REQUIRED ACTIONS ::
**a.** Translate this sentence from the woodshop text below into Spanish: "I was one of the founders of the shop in 1974, and worked there until I retired."
**b.** In the woodshop text below, why does the writer conclude that the group "must have been doing something right"? Answer in one to three sentences.
**c.** According to the woodshop text below, how many people usually worked full time at the shop?

SOURCE DOCUMENT ::
## START

Archives

Worker Co-ops vs Wage Slavery

by | Sep 17, 2021 | All Work, Archives

I was a custom woodworker at Heartwood Cooperative Woodshop in Berkeley for over forty years. A group of us ran the shop, usually six to eight who worked full time, plus a few part-timers and hobbyists. I did mostly cabinetry, a lot of kitchens, some furniture, and a wide variety of other woodworking projects. Trees are truly wonderful, and Heartwood gave me the opportunity of working with many different trees, as well as skills that nurtured me for a lifetime, skills in working with wood, and in working collectively with other people. I was one of the founders of the shop in 1974, and worked there until I retired. The last I heard, the shop is still going strong, so we must have been doing something right.

Co-op News, 1983


If you’re interested in the economics of social change, you might find the history of Heartwood and its predecessor, Bay Woodshop, to be interesting, which I included in my book, For All The People.

## END

SUPPLIED DATA ::
## START

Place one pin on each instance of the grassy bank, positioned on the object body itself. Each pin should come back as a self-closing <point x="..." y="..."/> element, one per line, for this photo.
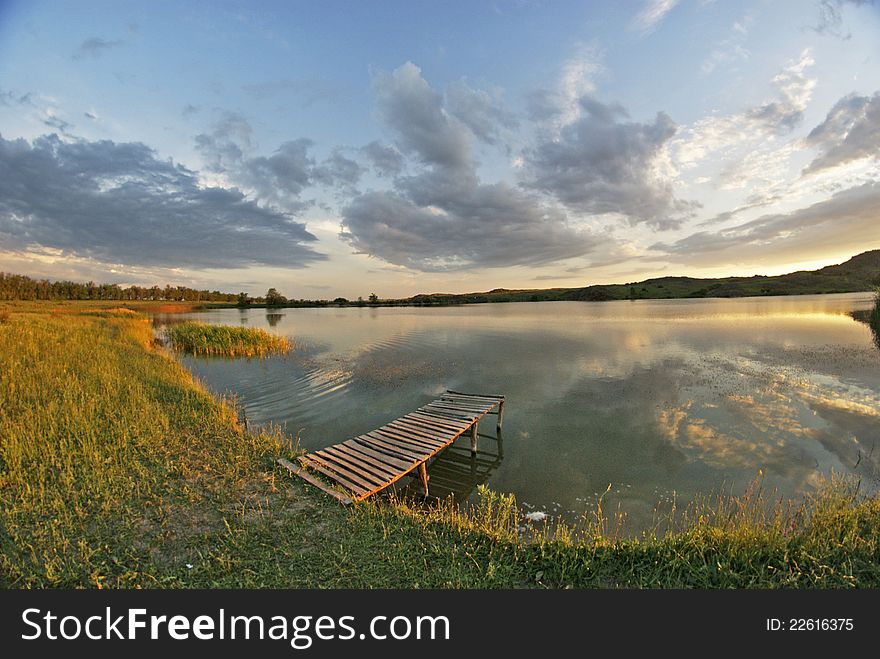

## END

SOLUTIONS IN ORDER ::
**a.** Fui uno de los fundadores del taller en 1974 y trabajé allí hasta que me jubilé.

**b.** The writer draws this conclusion because, the last the writer heard, the shop was still going strong.

**c.** Usually six to eight people worked there full time.